» **PROBLEM TO SOLVE**: Count the lines in the records below that contain the word "outline", and give only that number.

» **MATERIAL PROVIDED**:
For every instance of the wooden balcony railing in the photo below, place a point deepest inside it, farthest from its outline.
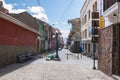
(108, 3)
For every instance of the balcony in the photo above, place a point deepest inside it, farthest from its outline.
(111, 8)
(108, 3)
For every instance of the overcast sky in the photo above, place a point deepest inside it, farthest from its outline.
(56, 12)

--

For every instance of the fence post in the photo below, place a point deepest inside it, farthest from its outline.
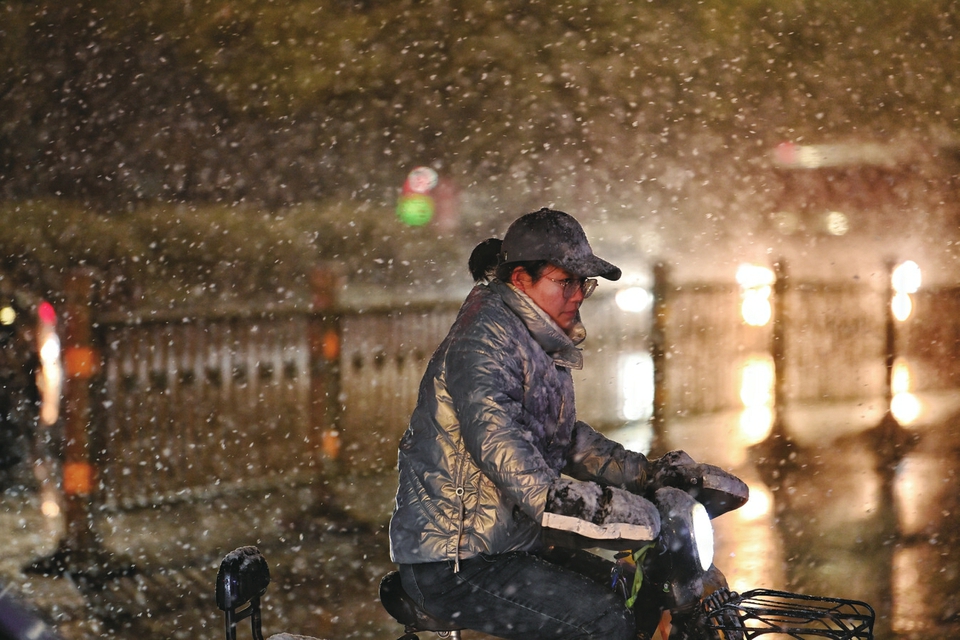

» **RESULT OF THE EXERCISE**: 4